### DIRECTION
The records are to be restated in their entirety, word for word.

### Records of labeled points
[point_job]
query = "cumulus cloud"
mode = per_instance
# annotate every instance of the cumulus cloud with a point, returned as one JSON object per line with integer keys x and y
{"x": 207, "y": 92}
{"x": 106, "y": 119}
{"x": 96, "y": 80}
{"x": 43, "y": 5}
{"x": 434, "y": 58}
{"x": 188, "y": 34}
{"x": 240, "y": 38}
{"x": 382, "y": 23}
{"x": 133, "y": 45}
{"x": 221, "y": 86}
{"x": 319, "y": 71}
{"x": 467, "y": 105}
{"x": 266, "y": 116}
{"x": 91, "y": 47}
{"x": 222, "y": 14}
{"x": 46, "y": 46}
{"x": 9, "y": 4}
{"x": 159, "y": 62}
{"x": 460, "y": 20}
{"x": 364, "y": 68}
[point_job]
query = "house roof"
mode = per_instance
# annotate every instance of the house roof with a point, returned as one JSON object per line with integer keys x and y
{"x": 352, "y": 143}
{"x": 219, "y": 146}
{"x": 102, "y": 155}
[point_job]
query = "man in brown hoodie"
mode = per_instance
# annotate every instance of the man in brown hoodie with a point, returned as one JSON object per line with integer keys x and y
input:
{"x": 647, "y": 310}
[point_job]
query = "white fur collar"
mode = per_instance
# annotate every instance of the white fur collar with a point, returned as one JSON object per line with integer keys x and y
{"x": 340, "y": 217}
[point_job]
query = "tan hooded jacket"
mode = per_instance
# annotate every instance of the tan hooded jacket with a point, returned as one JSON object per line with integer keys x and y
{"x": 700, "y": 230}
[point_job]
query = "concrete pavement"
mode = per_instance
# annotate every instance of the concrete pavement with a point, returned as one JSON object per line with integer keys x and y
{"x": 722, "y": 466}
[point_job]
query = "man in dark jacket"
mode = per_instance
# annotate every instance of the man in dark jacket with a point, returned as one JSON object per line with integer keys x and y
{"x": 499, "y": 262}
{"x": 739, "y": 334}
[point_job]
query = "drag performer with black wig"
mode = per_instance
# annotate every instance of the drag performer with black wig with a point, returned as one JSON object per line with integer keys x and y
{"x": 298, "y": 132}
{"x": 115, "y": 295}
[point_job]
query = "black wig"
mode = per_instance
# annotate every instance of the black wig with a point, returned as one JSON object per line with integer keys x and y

### EXERCISE RESPONSE
[point_job]
query = "cumulus cloud"
mode = per_instance
# annotate every instance of the cumulus cloud with a point, returned as one JSON object per line with integer keys x and y
{"x": 207, "y": 92}
{"x": 106, "y": 119}
{"x": 96, "y": 80}
{"x": 43, "y": 5}
{"x": 434, "y": 58}
{"x": 188, "y": 34}
{"x": 240, "y": 38}
{"x": 382, "y": 23}
{"x": 133, "y": 45}
{"x": 221, "y": 86}
{"x": 319, "y": 71}
{"x": 467, "y": 105}
{"x": 266, "y": 116}
{"x": 91, "y": 47}
{"x": 222, "y": 14}
{"x": 46, "y": 46}
{"x": 9, "y": 4}
{"x": 159, "y": 62}
{"x": 460, "y": 20}
{"x": 364, "y": 68}
[point_job]
query = "house roof"
mode = per_instance
# annotate every instance of the house roof with a point, returned as one JSON object per line with integer keys x and y
{"x": 352, "y": 143}
{"x": 219, "y": 146}
{"x": 102, "y": 155}
[point_job]
query = "man in brown hoodie"
mode = per_instance
# annotate every instance of the man in brown hoodie with a point, returned as one JSON object per line with integer keys x and y
input:
{"x": 647, "y": 310}
[point_job]
query = "white fur collar"
mode = per_instance
# annotate every instance of the white fur collar with a point, returned as one JSON object per line with integer keys x and y
{"x": 340, "y": 217}
[point_job]
query = "tan hooded jacket"
mode = per_instance
# annotate every instance of the tan hooded jacket with a point, returned as one JSON object per line with integer keys x and y
{"x": 700, "y": 230}
[point_job]
query = "concrete pavement"
mode = per_instance
# annotate every instance of the concrete pavement with a point, returned as one JSON object per line with integer keys x and y
{"x": 722, "y": 466}
[point_job]
query = "man in dark jacket"
mode = per_instance
# annotate every instance of the man in dark jacket with a point, returned as one JSON object per line with integer keys x and y
{"x": 499, "y": 262}
{"x": 739, "y": 334}
[point_job]
query = "drag performer with black wig"
mode = per_instance
# annotate every instance of the drag performer with black wig with a point, returned as one JSON object per line with integer keys x and y
{"x": 298, "y": 132}
{"x": 115, "y": 295}
[point_job]
query = "black wig"
mode = per_instance
# annotate every instance of the black wig with a point, returned as one JSON object per line with integer keys x and y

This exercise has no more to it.